§ **Exercise 1**
In the account of a road trip through Sri Lanka's interior, why did the writer not reach the temple at the top of Sigiriya Rock Fortress? Answer in one to three sentences.
§ **Exercise 2**
According to the Sri Lanka road trip account, what is the name of the country's largest national park, where the group went on a jeep safari?
§ **Exercise 3**
Continue the account of the road trip through Sri Lanka's interior from its last sentence.

§ **Source extract**
-------
I love visiting cities, even Colombo, but most have become so “globalized” in the last 30 years, I feel like I learn more about the people and their traditions by getting out of town. So I signed up with G Adventures for a road trip through Sri Lanka’s interior. We set out last week from Colombo to visit some of the country’s most important temples, ancient kingdoms and wild animals.
There are ten of us between the ages of 30 and something north of 75. We are Scottish, Irish, Polish, English, Canadian, and Californian. Plus our four Sri Lankan hosts. We begin every day at our white touring van where our driver, Kolum, is waiting for us with flowers, sampans, and the Sinhalese greeting, “ayabayon.” The air around the bus is filled with the fragrance of the burning incense Kolum has attached to the wind shield wiper. I love this ritual, a reminder to be mindful and grateful.
On our first day, we headed north for an overnight at a tent camp and a jeep safari through the country’s largest national park, Wilipattu. The park is home to hundreds of endangered Ceylon Leopards. Leopards are notoriously elusive loners so we didn’t see any but we did see a lot of water buffalo, deer, monkeys and birds.
The tents were not exactly roughing it since they had bathrooms, showers, and people fussing over us. But we left them the next day for Anuradhapura, the ruins of a religious city that flourished for 1300 years until the 10th century. Today, the site is a vast network of temples, monasteries and stupas that is one of Sri Lanka’s most important pilgrimage places. It reminded me of Bagan in Burma, Machu Piccu in Peru, and Angkor Wat in Cambodia, all magical ancient cities with many religious sites, but each with distinctive architectural styles.
We also climbed another important place of pilgrimage, Sigiriya Rock Fortress, through its carved and painted walls, and past the palace ruins to the temple at the top. But actually, I didn’t get to the temple at the top because, to get there, you must climb about 100 feet on a metal stairway along a sheer cliff and I am still weird about sheer cliffs.
Next we headed south to Dambulla, where we visited a small village that provided hours of entertainment. I didn’t learn the name of the village but it seems some of the residents organized a way to market the village as a tourist attraction, and they did a good job. The experience was artificial in some ways (because, for example, we didn’t need to go anywhere in a boat and we were invited to take photos of people) but the village appeared to have been mostly left alone and its economy is still primarily agricultural.
One of the things I loved about Dambulla was the wholesale produce market, officially called the “Dambulla Dedicated Economic Center.” Lakmal told us the opening of the market several years ago transformed the community by creating a hub to facilitate buying and selling. Truly, every time we passed it on the highway, dozens of trucks and tuk-tuks were overflowing with everything imaginable, either coming in to sell or leaving with a stash. The lighting was amazing for photography and there was plenty of color.
-------
§ **Material shown**
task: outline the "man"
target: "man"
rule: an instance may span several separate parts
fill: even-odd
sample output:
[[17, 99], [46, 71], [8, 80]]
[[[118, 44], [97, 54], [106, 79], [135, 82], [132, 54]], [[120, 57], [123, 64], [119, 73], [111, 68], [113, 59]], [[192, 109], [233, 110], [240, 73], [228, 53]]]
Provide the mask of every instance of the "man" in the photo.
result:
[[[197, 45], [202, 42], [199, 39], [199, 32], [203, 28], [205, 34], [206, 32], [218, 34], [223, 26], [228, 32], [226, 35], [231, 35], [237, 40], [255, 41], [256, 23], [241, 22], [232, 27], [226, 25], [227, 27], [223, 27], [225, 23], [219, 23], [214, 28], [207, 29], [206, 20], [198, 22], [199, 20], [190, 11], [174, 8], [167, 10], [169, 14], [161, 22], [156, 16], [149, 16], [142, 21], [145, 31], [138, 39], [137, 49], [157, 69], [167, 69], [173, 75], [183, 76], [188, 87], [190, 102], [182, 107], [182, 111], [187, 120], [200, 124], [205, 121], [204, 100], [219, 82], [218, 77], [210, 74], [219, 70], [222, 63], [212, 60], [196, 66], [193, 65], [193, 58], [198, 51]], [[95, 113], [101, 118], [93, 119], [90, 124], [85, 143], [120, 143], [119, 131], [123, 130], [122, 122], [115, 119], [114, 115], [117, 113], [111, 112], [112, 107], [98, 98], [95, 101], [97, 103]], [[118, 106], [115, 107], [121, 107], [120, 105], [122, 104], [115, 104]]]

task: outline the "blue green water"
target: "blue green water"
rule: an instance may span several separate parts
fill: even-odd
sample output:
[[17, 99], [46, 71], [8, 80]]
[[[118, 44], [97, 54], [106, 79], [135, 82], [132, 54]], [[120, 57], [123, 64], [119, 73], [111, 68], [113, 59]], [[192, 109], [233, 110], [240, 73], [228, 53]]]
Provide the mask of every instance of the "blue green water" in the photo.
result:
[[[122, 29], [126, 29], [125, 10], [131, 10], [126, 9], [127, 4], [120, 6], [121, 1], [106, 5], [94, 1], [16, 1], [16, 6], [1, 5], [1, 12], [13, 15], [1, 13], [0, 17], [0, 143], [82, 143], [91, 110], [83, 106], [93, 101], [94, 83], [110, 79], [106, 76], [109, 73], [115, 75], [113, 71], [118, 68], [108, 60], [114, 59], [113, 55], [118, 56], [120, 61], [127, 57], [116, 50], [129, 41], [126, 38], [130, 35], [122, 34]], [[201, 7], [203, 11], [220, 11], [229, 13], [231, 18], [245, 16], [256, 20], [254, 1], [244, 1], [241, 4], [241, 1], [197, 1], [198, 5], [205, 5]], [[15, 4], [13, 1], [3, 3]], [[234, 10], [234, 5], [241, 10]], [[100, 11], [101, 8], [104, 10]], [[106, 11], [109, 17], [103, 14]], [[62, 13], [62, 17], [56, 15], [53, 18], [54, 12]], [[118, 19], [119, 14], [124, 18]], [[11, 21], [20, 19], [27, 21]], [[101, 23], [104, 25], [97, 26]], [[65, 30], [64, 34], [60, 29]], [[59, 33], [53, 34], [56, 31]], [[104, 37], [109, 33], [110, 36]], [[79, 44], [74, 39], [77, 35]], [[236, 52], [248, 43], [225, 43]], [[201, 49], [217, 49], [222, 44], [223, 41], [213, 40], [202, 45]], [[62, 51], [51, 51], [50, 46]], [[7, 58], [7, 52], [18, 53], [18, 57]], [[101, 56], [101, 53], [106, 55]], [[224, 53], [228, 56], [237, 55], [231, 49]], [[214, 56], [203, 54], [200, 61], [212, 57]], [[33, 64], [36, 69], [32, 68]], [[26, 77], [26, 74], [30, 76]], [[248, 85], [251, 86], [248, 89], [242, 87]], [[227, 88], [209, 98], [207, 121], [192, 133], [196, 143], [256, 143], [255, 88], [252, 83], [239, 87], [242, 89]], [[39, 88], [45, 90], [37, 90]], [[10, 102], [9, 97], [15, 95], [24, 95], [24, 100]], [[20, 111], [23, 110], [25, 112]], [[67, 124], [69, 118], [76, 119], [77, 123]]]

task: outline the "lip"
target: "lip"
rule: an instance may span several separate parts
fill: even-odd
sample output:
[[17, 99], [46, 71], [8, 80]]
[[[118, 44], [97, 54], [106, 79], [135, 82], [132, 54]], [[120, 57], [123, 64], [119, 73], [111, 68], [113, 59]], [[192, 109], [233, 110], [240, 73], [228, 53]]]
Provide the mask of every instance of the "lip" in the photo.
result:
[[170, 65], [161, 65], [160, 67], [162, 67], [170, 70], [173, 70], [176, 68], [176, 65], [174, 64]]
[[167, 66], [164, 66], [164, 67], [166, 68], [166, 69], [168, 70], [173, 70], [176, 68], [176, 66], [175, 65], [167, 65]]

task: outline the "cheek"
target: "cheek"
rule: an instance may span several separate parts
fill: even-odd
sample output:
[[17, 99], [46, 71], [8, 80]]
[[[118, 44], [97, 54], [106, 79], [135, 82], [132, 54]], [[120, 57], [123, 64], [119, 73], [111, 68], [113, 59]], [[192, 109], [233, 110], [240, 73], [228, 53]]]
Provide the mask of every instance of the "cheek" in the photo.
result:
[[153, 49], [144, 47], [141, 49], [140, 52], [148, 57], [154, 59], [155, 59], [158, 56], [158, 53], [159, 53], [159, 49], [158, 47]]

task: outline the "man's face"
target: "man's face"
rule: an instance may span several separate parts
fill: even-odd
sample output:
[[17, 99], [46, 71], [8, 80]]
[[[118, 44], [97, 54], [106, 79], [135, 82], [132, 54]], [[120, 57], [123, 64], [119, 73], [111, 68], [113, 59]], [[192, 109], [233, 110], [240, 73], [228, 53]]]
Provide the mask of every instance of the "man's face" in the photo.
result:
-------
§ **Task result 1**
Reaching the temple meant climbing about 100 feet on a metal stairway along a sheer cliff. The writer is still uneasy about sheer cliffs, so they stopped short of the top.

§ **Task result 2**
Wilipattu.

§ **Task result 3**
Further south, we stayed two nights in Kandy, the site of the last Sri Lankan kingdom. The city is draped above a beautiful lake and is a UNESCO World Heritage site, partly because of the historic charm left behind by the British. The main attraction, however, was the Temple that houses one of Buddha’s teeth. Two weeks ago, I visited the Buddha tooth relic that is in Singapore, which experts say came from a cow-like animal rather than Buddha and which expertise is reportedly irrelevant to the venerable keepers of the Singapore tooth. Anyway, my visit to the tooth in Singapore involved a quiet and solitary walk through a small room in a temple. Unlike the Singapore temple, Kandy’s temple performs an elaborate ritual three times a day called “Tevava,” celebrating the tooth with food, flowers, music and worship. Every time, three times a day, this ritual plays to a packed audience. In fact, I don’t know how I got photos without throngs of people in them. The hour-long celebration was breath-taking.
These kinds of tours are always packed with fun stuff so next we attended a performance of traditional Sri Lankan dances. Lots of drums and acrobatics and fire!
For our journey the next day to the hill town of Nuwara Eliya, I left the my tour group and the white van because I was pretty sure I would get sick on the mountain roads (a theme that is beginning to define me, I know). It wasn’t a big sacrifice since I had heard about the wonderful train rides through central Sri Lanka. For about a dollar, I got a third-class window seat for the four-hour ride to Nuwara Eliya. The tourists were SRO in first and second class so it was just me and my new Sri Lankan friends. The ride was incredible. Miles and miles of terraced tea plantations, water falls, and jungle. Young men drumming and singing in the space between the cars, and then whooping and yahooing through the tunnels. Food hawkers walked through the cars, each with a special call and special homemade snack foods. I bought some peanuts with roasted greens and chile salt.
Nuwara Eliya is beautiful, full of parks and buildings from the “colonial” period. Bonus points for its cool temperatures! And horses! We are staying at the Grand Hotel, something from another era that serves high tea and sends minders with brooms to follow suspicious-looking people to the first floor bathrooms. Next time, I will tip better.
Today, for the usual reason, I opted out of a hike with my tour group because the trail-head was at the end of a one-lane, scary road with many hairpin turns along sheer cliffs. Instead, I went for a walk through a jungle of invisible but loud howler monkeys and then a couple of rural villages where people grow leeks and carrots and all kinds of herbs.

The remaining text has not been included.